[PROVIDED PASSAGE start]
In the modern age of political, social, and environmental chaos, 2020 has emerged as a pivotal point for every world citizen.

While personal circumstances are changing dramatically for some, others seem to be immune to effects and even seem to thrive during times of uncertainty and change. Some of this is luck based on where people live or the nature of their work requirements. Some of it is because of good planning for troubled times. Some of it is because of an entrepreneurial spirit and the ability (and willingness) to make proactive changes to adapt and excel.

Whatever circumstances a given business find itself in, one truth is common among all—things have changed, and our economic system has new risks to be considered.

This change can be an INCREDIBLY good thing! Change brings new opportunities.
[PROVIDED PASSAGE end]
[ROWS start]
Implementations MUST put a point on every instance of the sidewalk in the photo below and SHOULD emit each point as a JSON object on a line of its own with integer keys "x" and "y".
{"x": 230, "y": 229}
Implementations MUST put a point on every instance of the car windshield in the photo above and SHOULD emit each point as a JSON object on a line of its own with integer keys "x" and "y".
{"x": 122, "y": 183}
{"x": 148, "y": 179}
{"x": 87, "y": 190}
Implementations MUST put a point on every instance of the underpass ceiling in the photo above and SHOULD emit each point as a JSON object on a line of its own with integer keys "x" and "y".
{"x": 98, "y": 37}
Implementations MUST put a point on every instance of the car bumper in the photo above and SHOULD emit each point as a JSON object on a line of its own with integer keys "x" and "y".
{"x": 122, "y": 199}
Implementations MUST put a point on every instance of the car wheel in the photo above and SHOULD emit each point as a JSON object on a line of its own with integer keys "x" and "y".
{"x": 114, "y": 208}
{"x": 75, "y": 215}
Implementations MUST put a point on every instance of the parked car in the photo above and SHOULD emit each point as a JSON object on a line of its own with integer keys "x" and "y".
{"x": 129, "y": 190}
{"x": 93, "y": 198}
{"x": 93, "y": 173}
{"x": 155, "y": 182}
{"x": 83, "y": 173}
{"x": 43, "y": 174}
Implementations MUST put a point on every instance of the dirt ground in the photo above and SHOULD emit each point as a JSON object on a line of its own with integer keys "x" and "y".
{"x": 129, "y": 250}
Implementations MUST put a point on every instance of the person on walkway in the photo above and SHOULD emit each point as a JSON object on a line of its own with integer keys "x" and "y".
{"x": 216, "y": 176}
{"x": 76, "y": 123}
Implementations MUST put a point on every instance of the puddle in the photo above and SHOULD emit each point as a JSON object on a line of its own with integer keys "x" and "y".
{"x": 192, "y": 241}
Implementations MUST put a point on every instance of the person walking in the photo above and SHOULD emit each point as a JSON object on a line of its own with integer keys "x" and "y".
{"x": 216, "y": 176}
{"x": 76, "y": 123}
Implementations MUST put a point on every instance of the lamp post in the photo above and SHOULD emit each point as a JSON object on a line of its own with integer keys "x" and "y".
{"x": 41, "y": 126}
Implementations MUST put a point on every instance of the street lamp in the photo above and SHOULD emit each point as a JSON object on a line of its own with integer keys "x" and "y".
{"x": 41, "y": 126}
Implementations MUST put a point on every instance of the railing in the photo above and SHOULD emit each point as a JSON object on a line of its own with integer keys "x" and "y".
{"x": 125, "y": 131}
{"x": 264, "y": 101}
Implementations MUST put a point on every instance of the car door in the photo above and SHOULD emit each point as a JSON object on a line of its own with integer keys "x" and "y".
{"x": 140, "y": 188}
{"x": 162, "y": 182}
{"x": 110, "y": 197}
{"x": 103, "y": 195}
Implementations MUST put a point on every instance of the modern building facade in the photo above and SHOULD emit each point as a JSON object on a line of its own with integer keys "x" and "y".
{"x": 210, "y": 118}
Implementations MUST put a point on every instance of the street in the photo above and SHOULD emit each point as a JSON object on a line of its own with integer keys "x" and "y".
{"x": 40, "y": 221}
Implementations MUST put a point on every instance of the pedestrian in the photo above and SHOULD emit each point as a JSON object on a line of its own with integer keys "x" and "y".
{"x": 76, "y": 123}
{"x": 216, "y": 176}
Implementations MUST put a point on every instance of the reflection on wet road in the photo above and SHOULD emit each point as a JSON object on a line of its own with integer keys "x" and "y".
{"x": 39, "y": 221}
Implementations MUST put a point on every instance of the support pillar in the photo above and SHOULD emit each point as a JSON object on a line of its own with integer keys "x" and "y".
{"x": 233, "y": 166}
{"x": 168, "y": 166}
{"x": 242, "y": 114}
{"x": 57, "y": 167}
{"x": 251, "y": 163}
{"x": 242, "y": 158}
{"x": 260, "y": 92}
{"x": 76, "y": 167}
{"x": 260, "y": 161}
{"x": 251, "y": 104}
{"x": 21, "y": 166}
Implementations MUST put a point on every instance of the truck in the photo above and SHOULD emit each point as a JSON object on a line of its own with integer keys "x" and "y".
[ROWS end]
[TO-DO LIST]
**A)** From the passage on 2020 and business change, write out the part that opens with the words containing "While personal circumstances" and closes with "brings new opportunities.".
**B)** According to the passage on 2020 and business change, what does change bring?
**C)** Please carry on the passage on 2020 and business change from its last sentence.

[TASK RESPONSES]
**A)**
While personal circumstances are changing dramatically for some, others seem to be immune to effects and even seem to thrive during times of uncertainty and change. Some of this is luck based on where people live or the nature of their work requirements. Some of it is because of good planning for troubled times. Some of it is because of an entrepreneurial spirit and the ability (and willingness) to make proactive changes to adapt and excel.

Whatever circumstances a given business find itself in, one truth is common among all—things have changed, and our economic system has new risks to be considered.

This change can be an INCREDIBLY good thing! Change brings new opportunities.

**B)** New opportunities.

**C)**
It can also be INCREDIBLY difficult to adapt to change, so new opportunities have many hidden pitfalls and risks that must be considered today when conducting business, including:

  • Health risks to employees
  • Availability (and turnover) of employees due to illness
  • Health risks to customers and vendors
  • Risks to life and business property due to social unrest
  • Ability to effectively market to potential and existing customers
  • Ability of customers to afford current spend level
  • Ability of customers to survive
  • Exposures due to shipping and logistics disruptions
  • Risk of PR problems due to social perception
  • Availability of future financing
  • Impending economic recession (or depression)

Profits may be the ultimate goal of a healthy company, but if people are not the core, operational, functional focus of a company’s policies and behavior, trouble is waiting just around the corner. A profit-focused company with platitudes and social media posts to (falsely) pat itself on the back is too much in the public spotlight to avoid negative research (like the PPP databases) or avoid being tattled on to government officials for not living up to health requirements—the public is too unforgiving for missteps. It is no longer enough to pretend to care—exposure is an imminent risk for posers.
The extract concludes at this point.